PASSAGE TO READ:
Start of Block

At Green Yachts, we have heard many stories about boating during Covid19 and wow is it a tale of two different worlds.

Boaters with diesel engines have told stories of having to sit off the coast of Spain and have boats come out to deliver diesel because they couldn’t go into port. In Croatia, boaters were able to enter the ports, but not leave until restrictions were lifted. Megayachters have been shamed for taking so much fuel from island nations around the world with short supply driving up the price for locals who need fuel to go fishing.

One crazy story is of a one-armed sailor from Ireland stuck in the Caribbean. Due to 14-day quarantines and local restrictions, he couldn’t make it work because of his need for fuel, water and food. He said “there were far more boats stranded in the Caribbean than normal.” He and other boaters faced the challenge of running their engine enough to power the systems on their boat and watching their dwindling fuel supply that they may need to outrun a storm or motor to a port with fuel. The one-armed sailor decided his best option was to sail solo back to Ireland because he couldn’t make it work to stay in the Caribbean with a diesel boat and he couldn’t find any crew, giving a whole new meaning to single-handed sailing across the Atlantic!

End of Block

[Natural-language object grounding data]
Start of Block

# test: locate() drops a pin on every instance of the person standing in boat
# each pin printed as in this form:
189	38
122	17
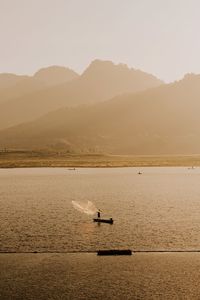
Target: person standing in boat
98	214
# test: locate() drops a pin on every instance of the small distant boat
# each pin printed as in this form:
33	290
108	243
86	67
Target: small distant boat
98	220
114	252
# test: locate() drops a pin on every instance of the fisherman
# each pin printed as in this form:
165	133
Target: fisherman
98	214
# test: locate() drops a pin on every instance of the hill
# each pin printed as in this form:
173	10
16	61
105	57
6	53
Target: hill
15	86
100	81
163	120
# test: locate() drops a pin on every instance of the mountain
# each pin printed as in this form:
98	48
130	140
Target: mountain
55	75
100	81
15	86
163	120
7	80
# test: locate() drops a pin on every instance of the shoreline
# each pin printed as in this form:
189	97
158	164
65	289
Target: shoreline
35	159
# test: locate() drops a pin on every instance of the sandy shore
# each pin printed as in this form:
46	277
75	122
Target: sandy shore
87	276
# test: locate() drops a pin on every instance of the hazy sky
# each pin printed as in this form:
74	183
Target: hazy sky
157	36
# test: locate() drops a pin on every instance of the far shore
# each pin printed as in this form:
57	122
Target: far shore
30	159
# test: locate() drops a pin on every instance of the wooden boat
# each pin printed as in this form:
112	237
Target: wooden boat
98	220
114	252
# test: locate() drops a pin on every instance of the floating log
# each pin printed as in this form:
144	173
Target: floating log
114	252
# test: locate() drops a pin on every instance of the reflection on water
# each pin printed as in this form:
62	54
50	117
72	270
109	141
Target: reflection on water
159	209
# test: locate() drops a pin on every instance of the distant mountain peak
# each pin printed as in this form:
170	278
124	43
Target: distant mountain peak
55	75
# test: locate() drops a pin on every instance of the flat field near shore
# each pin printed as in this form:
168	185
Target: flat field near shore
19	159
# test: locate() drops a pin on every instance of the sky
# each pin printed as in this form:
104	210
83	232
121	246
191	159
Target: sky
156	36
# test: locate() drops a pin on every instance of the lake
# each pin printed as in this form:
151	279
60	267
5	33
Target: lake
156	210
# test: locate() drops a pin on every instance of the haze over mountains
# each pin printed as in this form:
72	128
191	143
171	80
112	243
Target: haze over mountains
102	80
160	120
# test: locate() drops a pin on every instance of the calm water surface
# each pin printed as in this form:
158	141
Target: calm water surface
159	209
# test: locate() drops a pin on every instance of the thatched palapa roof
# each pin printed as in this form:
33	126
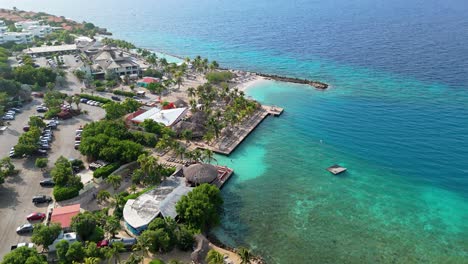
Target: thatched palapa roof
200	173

End of Block

REQUIRED WORK:
A. Reproduce word for word the stretch of the boating-during-Covid passage from "At Green Yachts, we" through "to go fishing.".
B. According to the boating-during-Covid passage, what were boaters in Croatia unable to do until restrictions were lifted?

ANSWERS GIVEN:
A.
At Green Yachts, we have heard many stories about boating during Covid19 and wow is it a tale of two different worlds.

Boaters with diesel engines have told stories of having to sit off the coast of Spain and have boats come out to deliver diesel because they couldn’t go into port. In Croatia, boaters were able to enter the ports, but not leave until restrictions were lifted. Megayachters have been shamed for taking so much fuel from island nations around the world with short supply driving up the price for locals who need fuel to go fishing.

B. Leave the ports.